Part of a data file:
++++++++++

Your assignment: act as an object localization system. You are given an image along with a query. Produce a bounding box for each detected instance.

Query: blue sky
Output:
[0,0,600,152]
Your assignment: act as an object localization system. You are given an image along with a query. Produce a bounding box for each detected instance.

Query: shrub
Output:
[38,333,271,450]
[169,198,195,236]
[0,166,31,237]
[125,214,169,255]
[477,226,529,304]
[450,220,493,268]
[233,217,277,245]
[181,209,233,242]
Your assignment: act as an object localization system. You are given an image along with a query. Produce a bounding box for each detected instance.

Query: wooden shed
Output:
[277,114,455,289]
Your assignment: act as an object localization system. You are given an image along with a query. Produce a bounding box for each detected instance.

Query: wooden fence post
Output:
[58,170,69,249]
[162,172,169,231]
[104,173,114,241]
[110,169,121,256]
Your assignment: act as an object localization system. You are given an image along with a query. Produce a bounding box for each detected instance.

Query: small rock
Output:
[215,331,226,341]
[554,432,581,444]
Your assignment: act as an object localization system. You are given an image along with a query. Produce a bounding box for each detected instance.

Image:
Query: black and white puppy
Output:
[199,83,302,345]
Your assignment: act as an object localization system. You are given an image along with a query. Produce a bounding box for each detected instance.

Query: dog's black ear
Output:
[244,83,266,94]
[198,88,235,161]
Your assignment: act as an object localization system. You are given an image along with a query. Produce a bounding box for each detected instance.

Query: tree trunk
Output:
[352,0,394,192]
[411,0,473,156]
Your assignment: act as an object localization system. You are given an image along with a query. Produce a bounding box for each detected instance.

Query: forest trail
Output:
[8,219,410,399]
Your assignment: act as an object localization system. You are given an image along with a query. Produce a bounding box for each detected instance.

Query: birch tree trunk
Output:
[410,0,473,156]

++++++++++

_What you have to do:_
Reproduce all of the material above word for word, keeping every line in its original order.

_Task output:_
Your assignment: act as an object localization system. You are given an image along with a query. Produce a bounding box for each detected instance.

Query: blue sky
Output:
[0,0,600,152]
Your assignment: act as an object localization system. You are given an image along with a query. Produce a bounding box for each detected instance.

Query: shrub
Output:
[38,333,271,450]
[169,198,195,236]
[0,166,31,237]
[125,214,169,255]
[477,226,529,304]
[450,220,493,268]
[233,217,277,245]
[181,209,233,242]
Your assignment: act as an object localization system. You are given an image along with a query. Produce a bounding box for each detected instance.

Query: wooden shed
Output:
[277,114,455,289]
Your assignment: act as an object localization system. You are given an image along with a query. Produce a bounding box for each detected instance.

Query: wooden fence post
Output:
[58,170,69,249]
[162,172,169,231]
[104,173,114,241]
[110,169,121,256]
Your assignment: act as an object localization system. You are given an image along with a query. Produce a bounding box for each detected instance.

Query: small rock
Output:
[215,331,226,341]
[554,432,581,444]
Your assignment: act as an object localization system. You are given an image along with a query. Produce a bounding box for each detected instance.

Image:
Query: black and white puppy
Output:
[199,83,302,345]
Your assignment: act as an object localization system. You are given an image along with a query. Produce a bounding box for each detected instance.

Query: dog's black ear
Output:
[244,83,266,94]
[198,88,235,161]
Your assignment: act as an object localization system. You are given an image along with a query. Produce a bounding box for each detected instance.

Query: tree trunk
Output:
[352,0,394,192]
[411,0,473,156]
Your assignment: act as an object localization system. You are given an image along with a query. Produce a bounding box for each detected instance.

Query: forest trail
Output:
[8,219,410,399]
Your assignment: act as an object localization system. You are given an image along with a query. Produce a bounding box for each detected instance.

Query: birch tree trunk
Output:
[410,0,473,156]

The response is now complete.